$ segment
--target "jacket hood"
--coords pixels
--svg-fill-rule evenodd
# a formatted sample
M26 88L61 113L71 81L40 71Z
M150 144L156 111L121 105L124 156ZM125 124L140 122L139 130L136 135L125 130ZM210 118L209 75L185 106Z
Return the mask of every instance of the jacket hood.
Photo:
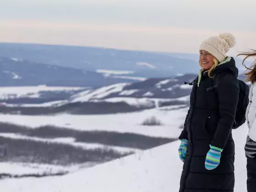
M235 61L233 57L227 57L224 61L218 64L213 70L212 73L214 75L223 72L229 73L236 78L238 76L238 69L235 66Z

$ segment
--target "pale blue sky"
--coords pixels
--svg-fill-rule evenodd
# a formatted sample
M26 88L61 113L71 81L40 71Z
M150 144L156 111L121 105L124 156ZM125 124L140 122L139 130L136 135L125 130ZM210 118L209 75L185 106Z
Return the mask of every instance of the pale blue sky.
M228 32L234 52L256 48L253 0L20 1L0 0L0 41L197 52L204 38Z

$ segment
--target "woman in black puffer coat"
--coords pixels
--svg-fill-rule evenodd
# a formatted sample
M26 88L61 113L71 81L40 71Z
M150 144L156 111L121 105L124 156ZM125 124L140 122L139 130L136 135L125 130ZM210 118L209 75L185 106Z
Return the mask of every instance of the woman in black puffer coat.
M180 192L234 191L231 131L240 89L235 60L226 53L235 43L232 34L224 33L200 45L202 69L193 82L190 107L179 138L180 158L184 162ZM216 75L220 84L214 88Z

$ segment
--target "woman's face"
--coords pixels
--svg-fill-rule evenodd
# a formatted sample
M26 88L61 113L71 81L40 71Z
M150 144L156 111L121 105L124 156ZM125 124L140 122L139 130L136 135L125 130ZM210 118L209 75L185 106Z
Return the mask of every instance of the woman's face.
M213 55L208 51L201 50L200 51L199 62L203 69L208 70L214 64Z

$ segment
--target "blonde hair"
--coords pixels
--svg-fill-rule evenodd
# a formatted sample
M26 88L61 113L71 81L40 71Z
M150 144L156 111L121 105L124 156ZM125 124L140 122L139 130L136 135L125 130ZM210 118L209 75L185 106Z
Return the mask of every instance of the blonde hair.
M217 66L219 64L219 61L218 61L218 60L217 60L217 59L215 57L213 58L213 63L214 63L214 64L212 66L212 67L211 67L211 68L210 69L208 69L207 71L204 72L204 73L208 72L208 76L210 78L212 78L213 77L213 76L211 76L211 73L212 73L212 71L213 71L213 70L214 69L215 69L215 68L217 67ZM202 68L202 69L203 69L203 66L202 65L202 64L201 63L201 61L200 60L199 60L199 65L200 65L201 68Z

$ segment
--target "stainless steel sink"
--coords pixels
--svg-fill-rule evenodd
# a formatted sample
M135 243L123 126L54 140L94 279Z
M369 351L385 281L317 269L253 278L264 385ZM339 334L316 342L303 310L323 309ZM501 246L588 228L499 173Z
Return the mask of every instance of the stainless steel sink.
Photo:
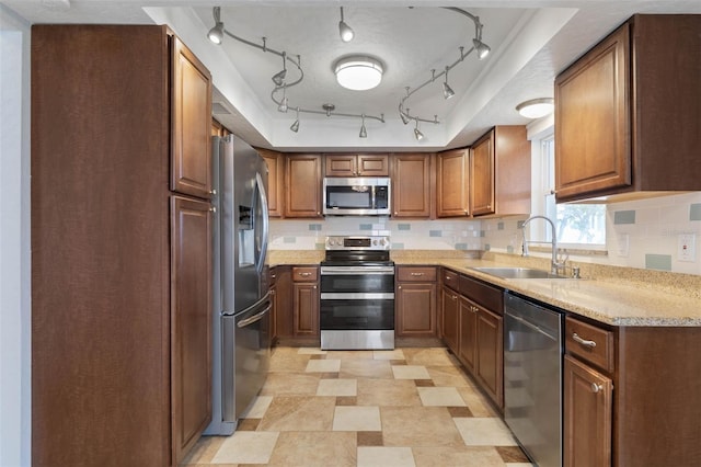
M562 275L530 267L471 267L485 274L502 278L564 278Z

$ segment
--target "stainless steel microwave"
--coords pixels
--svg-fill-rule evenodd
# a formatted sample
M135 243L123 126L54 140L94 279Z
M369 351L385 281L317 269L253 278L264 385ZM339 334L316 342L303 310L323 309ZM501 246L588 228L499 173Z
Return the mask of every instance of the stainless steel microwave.
M390 179L325 178L323 183L325 216L389 216Z

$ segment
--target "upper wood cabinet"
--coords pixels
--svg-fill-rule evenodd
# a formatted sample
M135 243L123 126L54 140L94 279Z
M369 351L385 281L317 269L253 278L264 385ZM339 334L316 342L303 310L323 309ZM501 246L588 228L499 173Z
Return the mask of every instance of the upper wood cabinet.
M430 159L432 155L425 152L392 155L392 217L430 217Z
M700 30L634 15L556 77L558 201L701 190Z
M286 156L285 217L322 217L321 162L321 155Z
M267 164L267 208L271 217L283 217L285 202L285 155L257 149Z
M470 150L452 149L437 153L436 216L470 215Z
M472 146L473 216L530 213L530 141L522 125L496 126Z
M211 76L177 37L172 36L171 47L171 190L210 198Z
M389 157L386 153L326 155L326 176L389 176Z

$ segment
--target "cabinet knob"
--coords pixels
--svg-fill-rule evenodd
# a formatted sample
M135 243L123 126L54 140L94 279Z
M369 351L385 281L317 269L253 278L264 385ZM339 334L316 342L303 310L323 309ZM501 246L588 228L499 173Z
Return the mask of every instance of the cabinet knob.
M587 339L582 339L579 335L577 335L577 333L576 333L576 332L574 332L574 333L572 334L572 339L573 339L575 342L578 342L579 344L584 345L585 348L591 348L591 349L594 349L594 348L596 346L596 342L595 342L595 341L589 341L589 340L587 340Z

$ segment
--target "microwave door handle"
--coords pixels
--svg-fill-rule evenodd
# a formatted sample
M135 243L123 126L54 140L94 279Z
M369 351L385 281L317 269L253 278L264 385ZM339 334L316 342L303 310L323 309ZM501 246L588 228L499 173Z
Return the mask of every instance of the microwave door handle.
M267 254L267 236L269 230L268 225L268 208L267 208L267 196L265 195L265 184L263 183L263 178L260 173L255 174L255 185L256 192L258 195L258 201L261 203L261 251L258 252L258 258L255 264L255 269L258 274L263 273L263 266L265 265L265 255ZM257 210L257 209L256 209ZM257 223L255 223L255 228L257 229Z

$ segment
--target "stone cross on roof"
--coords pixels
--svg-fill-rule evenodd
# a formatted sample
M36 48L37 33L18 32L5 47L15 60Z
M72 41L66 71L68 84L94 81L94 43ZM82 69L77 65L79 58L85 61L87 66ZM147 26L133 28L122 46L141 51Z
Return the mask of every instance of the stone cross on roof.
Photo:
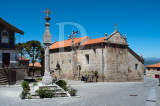
M47 14L47 16L48 16L50 13L52 13L52 11L49 11L49 8L47 8L47 10L46 10L46 11L44 11L44 13L46 13L46 14Z

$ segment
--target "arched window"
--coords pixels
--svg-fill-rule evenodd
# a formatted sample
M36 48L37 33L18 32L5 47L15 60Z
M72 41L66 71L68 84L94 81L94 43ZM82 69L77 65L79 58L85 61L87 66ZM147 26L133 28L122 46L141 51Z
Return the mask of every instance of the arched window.
M1 33L1 43L9 43L9 33L7 30L3 30Z

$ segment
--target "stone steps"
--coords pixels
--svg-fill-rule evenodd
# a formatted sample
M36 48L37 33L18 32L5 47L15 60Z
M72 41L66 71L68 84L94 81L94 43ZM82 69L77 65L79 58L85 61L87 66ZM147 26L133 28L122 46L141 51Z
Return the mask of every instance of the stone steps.
M39 85L38 88L41 88L41 87L46 87L46 86ZM68 93L56 84L48 85L47 87L49 87L51 90L55 90L55 95L54 95L55 97L69 97ZM39 95L35 92L36 90L37 90L37 88L35 90L31 91L31 96L33 99L39 98Z

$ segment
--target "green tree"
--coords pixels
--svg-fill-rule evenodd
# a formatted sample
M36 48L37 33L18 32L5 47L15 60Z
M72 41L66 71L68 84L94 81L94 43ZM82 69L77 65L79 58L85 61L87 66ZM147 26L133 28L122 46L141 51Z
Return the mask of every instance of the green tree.
M25 43L18 43L18 44L15 45L15 47L19 51L19 54L20 54L21 59L22 59L22 57L25 55Z
M35 73L34 63L40 59L41 49L41 43L37 40L31 40L25 43L25 51L33 63L33 76Z

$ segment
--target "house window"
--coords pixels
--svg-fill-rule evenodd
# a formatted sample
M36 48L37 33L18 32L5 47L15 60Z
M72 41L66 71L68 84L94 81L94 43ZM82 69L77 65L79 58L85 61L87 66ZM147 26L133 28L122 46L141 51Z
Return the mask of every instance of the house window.
M7 30L3 30L1 33L1 43L9 43L9 33Z
M135 70L137 70L138 69L138 64L135 64Z
M89 64L89 54L86 54L86 63Z

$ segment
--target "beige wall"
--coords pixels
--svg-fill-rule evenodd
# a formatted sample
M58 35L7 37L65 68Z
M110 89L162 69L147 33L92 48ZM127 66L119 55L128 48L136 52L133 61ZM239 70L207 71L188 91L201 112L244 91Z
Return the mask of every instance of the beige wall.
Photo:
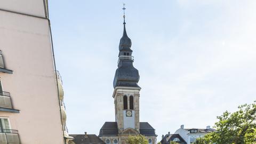
M43 1L1 0L0 7L44 15ZM0 50L13 70L0 73L3 90L20 110L0 117L9 117L22 143L63 143L47 20L0 11Z
M1 0L0 9L45 17L43 0Z

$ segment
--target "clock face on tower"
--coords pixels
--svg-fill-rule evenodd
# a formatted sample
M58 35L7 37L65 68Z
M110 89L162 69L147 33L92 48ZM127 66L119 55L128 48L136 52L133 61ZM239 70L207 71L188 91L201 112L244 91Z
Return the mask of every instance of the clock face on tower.
M132 117L132 110L126 110L125 113L126 114L126 117Z

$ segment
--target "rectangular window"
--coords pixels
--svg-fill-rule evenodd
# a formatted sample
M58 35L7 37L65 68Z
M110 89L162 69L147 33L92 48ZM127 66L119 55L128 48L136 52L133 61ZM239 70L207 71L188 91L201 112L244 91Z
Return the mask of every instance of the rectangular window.
M2 86L2 81L0 79L0 93L2 93L3 92L3 86Z
M8 118L0 118L0 129L11 129Z
M0 67L4 68L4 60L3 59L3 55L2 54L2 51L0 50Z

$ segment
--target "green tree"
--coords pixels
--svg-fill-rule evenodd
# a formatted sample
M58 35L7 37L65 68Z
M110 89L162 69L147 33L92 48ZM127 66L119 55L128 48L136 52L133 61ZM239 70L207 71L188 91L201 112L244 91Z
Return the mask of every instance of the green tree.
M127 142L129 144L148 144L148 140L141 134L129 136L127 139Z
M217 118L216 132L197 139L194 143L256 143L256 101L239 106L238 110L233 113L226 111Z

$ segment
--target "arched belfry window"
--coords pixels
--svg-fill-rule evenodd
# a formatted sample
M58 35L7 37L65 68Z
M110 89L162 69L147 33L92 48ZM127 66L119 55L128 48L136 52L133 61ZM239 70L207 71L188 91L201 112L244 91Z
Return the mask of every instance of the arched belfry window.
M130 109L133 109L133 97L130 96Z
M128 104L127 103L127 96L124 96L124 109L128 109Z

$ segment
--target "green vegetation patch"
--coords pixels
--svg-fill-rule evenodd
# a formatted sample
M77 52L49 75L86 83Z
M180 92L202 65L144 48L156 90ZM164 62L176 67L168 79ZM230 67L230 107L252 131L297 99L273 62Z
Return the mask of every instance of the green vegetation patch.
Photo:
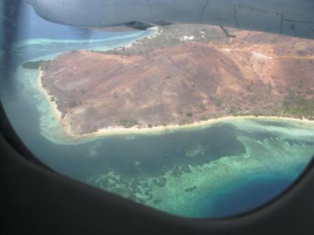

::::::

Starting at the first line of the listing and ending with the line that contains "M235 61L233 57L227", inclusive, substitute "parka hood" for "jacket hood" and reproduce those lines with no other change. Leave the pictures out of your answer.

$ segment
--target "parka hood"
--coords pixels
--svg-fill-rule evenodd
# a formatted sample
M26 88L61 113L71 81L40 71Z
M150 144L156 111L121 105L124 156ZM125 124L140 122L139 130L136 135L125 130ZM210 118L209 75L185 106Z
Return the mask of every instance of the parka hood.
Photo:
M235 61L233 57L227 57L224 61L218 64L213 70L212 73L214 75L223 72L229 73L236 78L238 76L238 69L235 66Z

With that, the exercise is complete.